**REQUIRED ACTION:**
The data below is to be copied exactly, line by line.

**Stored items from a collection:**
*** Begin section ***

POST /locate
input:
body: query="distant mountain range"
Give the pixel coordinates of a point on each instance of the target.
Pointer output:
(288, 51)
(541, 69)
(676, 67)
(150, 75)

*** End section ***

**EXERCISE RESULT:**
POST /locate
input:
body: query="distant mountain range"
Give the pixel coordinates of a point on each instance of the target.
Pointer output:
(288, 51)
(541, 69)
(676, 67)
(150, 75)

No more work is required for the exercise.